◆ DO THIS ◆
Copy the lines of the records below word for word, starting with the line that contains "Reviewer note: verify that every instance of the white brick" and ending with the line that contains "<point>922,331</point>", both included, and nothing else.

◆ EXTRACTED ENTRIES ◆
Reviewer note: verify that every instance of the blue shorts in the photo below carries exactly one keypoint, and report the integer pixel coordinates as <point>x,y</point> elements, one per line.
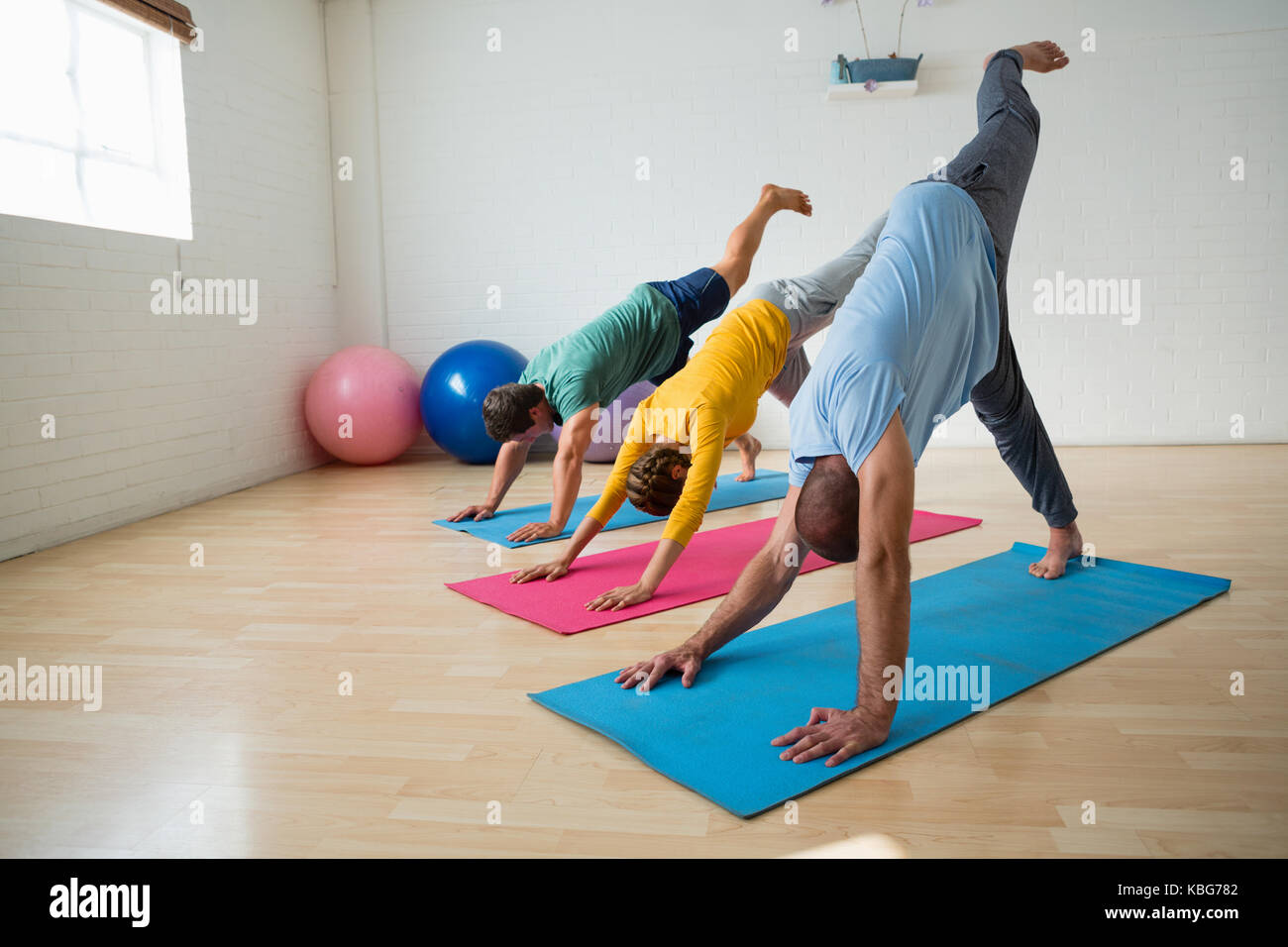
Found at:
<point>698,298</point>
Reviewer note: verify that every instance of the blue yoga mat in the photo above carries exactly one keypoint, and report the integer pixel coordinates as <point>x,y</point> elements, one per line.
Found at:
<point>990,613</point>
<point>769,484</point>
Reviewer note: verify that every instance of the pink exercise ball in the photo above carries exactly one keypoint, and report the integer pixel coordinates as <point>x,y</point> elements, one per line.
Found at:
<point>614,423</point>
<point>364,405</point>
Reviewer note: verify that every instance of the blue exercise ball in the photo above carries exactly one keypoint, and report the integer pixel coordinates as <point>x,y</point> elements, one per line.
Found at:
<point>451,395</point>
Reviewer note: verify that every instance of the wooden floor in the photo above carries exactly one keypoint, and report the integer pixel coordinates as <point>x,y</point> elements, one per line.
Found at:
<point>220,684</point>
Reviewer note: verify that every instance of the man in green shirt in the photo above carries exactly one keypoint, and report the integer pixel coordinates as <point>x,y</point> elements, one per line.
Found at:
<point>644,337</point>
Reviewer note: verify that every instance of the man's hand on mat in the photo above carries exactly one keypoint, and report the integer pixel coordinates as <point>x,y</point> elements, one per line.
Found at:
<point>535,531</point>
<point>481,512</point>
<point>621,596</point>
<point>683,660</point>
<point>842,733</point>
<point>550,571</point>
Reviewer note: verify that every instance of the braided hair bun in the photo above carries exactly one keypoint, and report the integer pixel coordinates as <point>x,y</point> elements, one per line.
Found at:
<point>651,486</point>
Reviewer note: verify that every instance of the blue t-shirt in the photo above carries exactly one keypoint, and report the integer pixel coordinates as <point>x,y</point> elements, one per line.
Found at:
<point>915,333</point>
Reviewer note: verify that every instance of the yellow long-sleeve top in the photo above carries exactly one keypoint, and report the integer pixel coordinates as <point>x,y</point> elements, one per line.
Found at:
<point>706,405</point>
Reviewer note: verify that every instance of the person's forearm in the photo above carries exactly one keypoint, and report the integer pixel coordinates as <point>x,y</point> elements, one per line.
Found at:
<point>664,558</point>
<point>507,466</point>
<point>881,607</point>
<point>567,476</point>
<point>759,589</point>
<point>587,531</point>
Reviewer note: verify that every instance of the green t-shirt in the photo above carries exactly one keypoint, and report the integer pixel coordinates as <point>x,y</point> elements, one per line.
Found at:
<point>634,341</point>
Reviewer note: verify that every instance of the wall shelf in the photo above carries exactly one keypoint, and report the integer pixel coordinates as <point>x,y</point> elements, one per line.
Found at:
<point>844,91</point>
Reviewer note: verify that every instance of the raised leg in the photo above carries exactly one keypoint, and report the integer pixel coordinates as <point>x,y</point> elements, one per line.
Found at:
<point>745,240</point>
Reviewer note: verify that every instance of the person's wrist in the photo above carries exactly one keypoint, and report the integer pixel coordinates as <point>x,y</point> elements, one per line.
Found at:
<point>877,719</point>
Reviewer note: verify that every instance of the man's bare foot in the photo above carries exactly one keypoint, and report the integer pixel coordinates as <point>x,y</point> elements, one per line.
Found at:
<point>787,198</point>
<point>748,449</point>
<point>1038,56</point>
<point>1065,543</point>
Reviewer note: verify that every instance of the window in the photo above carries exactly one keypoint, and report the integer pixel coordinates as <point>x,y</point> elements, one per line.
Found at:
<point>91,125</point>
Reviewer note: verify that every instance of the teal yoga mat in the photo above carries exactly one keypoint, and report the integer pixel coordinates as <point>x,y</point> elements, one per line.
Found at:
<point>988,615</point>
<point>769,484</point>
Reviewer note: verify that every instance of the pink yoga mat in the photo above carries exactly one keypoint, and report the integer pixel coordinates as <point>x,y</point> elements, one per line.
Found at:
<point>708,567</point>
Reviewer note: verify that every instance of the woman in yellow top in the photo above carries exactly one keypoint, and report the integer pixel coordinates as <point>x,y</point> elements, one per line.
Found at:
<point>706,406</point>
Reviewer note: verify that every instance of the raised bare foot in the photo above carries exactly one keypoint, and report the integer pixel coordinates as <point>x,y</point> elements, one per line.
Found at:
<point>787,198</point>
<point>748,449</point>
<point>1039,56</point>
<point>1065,543</point>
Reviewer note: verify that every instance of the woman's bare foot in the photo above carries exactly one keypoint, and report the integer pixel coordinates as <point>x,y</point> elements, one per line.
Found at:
<point>748,449</point>
<point>787,198</point>
<point>1038,56</point>
<point>1065,543</point>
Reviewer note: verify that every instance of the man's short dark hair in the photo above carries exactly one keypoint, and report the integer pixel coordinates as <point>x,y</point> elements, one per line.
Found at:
<point>505,410</point>
<point>827,509</point>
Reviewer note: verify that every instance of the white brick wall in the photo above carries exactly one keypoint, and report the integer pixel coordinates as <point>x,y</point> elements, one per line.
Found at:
<point>159,411</point>
<point>518,169</point>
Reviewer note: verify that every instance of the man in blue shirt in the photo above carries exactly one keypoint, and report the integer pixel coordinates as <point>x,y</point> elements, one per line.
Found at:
<point>922,331</point>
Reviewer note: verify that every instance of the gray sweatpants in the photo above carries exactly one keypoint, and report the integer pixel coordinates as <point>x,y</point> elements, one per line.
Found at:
<point>810,303</point>
<point>993,169</point>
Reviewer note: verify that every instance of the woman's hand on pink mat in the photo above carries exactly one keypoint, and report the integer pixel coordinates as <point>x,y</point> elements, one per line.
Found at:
<point>842,733</point>
<point>644,674</point>
<point>533,531</point>
<point>619,596</point>
<point>550,571</point>
<point>476,513</point>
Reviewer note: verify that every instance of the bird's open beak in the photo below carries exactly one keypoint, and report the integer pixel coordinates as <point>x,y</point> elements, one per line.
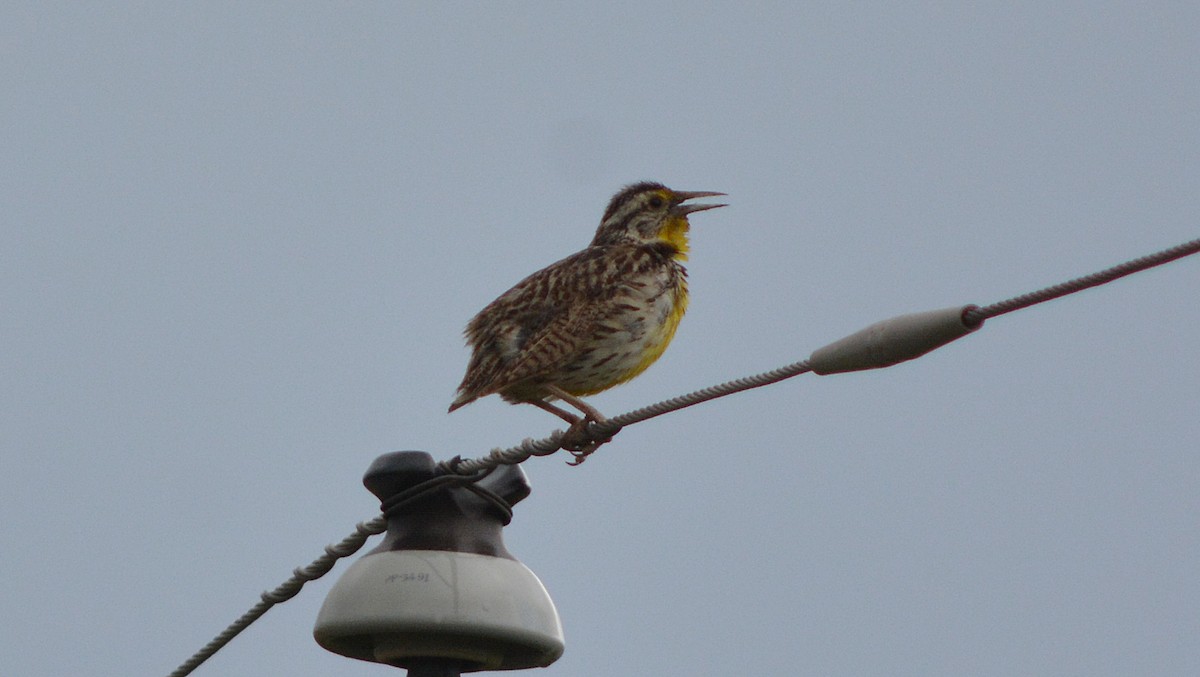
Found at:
<point>685,209</point>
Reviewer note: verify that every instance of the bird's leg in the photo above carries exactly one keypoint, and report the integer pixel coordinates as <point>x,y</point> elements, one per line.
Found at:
<point>577,441</point>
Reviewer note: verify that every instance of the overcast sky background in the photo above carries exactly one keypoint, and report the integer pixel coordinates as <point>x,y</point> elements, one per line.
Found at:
<point>240,243</point>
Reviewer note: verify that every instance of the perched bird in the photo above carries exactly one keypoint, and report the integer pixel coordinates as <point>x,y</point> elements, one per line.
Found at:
<point>595,318</point>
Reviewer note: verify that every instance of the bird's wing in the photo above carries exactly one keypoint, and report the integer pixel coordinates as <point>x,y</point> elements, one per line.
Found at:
<point>535,327</point>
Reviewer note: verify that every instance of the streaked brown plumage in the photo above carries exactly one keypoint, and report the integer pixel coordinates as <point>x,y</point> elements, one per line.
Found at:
<point>593,319</point>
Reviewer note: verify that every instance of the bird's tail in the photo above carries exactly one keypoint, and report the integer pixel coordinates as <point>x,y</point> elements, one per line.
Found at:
<point>463,399</point>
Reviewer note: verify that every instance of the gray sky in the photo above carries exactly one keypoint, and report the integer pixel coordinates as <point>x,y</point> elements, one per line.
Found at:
<point>240,244</point>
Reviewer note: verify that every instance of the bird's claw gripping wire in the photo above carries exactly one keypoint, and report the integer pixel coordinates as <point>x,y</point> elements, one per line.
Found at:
<point>580,442</point>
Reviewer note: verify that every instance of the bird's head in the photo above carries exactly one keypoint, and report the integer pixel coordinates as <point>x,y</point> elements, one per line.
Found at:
<point>651,213</point>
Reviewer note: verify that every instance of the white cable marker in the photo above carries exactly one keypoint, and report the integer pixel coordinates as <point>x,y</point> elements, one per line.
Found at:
<point>892,341</point>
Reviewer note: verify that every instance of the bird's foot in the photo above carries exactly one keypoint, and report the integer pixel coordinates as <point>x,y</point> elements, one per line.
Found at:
<point>579,441</point>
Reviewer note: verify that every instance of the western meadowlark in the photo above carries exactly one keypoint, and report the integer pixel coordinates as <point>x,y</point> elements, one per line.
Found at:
<point>592,321</point>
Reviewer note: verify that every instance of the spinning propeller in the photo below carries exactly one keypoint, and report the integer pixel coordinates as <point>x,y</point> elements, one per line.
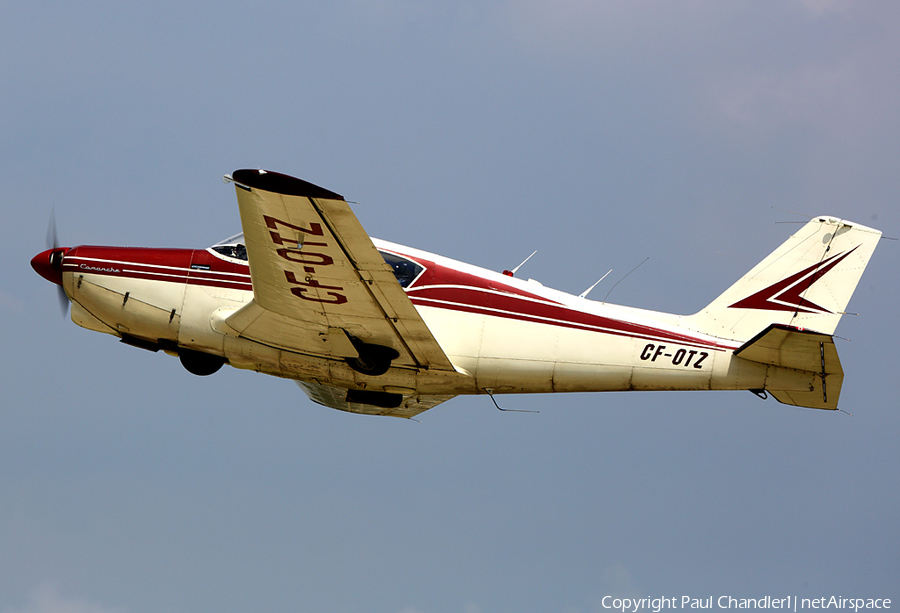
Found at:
<point>49,263</point>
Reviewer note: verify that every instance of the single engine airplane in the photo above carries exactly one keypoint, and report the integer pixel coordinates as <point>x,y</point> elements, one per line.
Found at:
<point>373,327</point>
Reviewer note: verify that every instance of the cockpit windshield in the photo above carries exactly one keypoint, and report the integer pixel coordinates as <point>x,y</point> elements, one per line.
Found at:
<point>405,270</point>
<point>232,247</point>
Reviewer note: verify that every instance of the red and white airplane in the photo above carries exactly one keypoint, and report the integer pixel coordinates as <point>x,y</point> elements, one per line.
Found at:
<point>372,327</point>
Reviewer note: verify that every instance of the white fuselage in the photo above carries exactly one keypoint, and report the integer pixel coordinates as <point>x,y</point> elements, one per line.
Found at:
<point>504,335</point>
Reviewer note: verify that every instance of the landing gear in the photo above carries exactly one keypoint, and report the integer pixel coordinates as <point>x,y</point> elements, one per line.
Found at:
<point>373,360</point>
<point>199,363</point>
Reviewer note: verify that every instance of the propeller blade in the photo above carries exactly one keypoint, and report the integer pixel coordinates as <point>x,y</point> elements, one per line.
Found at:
<point>53,243</point>
<point>52,238</point>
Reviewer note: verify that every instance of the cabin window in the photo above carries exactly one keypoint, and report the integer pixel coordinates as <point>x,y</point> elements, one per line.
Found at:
<point>405,270</point>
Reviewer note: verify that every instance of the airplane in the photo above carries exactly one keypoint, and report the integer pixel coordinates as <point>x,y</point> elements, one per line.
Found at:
<point>373,327</point>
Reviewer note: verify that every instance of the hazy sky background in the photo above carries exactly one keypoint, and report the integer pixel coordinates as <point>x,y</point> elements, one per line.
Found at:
<point>599,133</point>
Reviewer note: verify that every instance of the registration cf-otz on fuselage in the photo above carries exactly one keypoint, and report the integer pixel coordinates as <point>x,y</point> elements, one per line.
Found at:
<point>373,327</point>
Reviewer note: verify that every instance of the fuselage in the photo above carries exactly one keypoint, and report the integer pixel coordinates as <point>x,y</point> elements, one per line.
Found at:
<point>503,334</point>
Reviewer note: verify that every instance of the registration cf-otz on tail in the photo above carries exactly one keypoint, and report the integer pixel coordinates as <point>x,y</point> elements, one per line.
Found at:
<point>373,327</point>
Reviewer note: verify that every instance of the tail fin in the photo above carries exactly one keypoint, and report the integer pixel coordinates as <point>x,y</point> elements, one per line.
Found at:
<point>806,283</point>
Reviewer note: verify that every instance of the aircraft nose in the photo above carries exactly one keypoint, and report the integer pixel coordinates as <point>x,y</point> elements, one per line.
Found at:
<point>48,264</point>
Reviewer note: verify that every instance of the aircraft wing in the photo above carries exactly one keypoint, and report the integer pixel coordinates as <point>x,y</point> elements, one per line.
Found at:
<point>347,400</point>
<point>320,287</point>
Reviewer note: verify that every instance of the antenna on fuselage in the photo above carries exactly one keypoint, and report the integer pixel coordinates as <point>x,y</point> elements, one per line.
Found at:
<point>512,273</point>
<point>623,278</point>
<point>585,292</point>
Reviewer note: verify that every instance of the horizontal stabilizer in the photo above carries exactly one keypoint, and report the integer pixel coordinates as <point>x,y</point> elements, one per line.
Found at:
<point>804,366</point>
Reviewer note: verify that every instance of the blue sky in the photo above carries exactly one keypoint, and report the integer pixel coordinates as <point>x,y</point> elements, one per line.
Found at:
<point>599,133</point>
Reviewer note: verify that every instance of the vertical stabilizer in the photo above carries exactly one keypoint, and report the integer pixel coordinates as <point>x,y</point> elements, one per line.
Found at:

◆ RESULT OF THE EXERCISE ◆
Reviewer note: verify that every instance of the white brick wall in the photo above carries exactly one keypoint, and report the integer pixel coordinates as <point>x,y</point> elements, one per line.
Found at:
<point>159,411</point>
<point>518,169</point>
Reviewer note: verify that every instance of the man in blue shirt in the photo above carries exactly one keypoint, and report the integer pixel coordinates as <point>x,y</point> elements, one per line.
Found at:
<point>922,331</point>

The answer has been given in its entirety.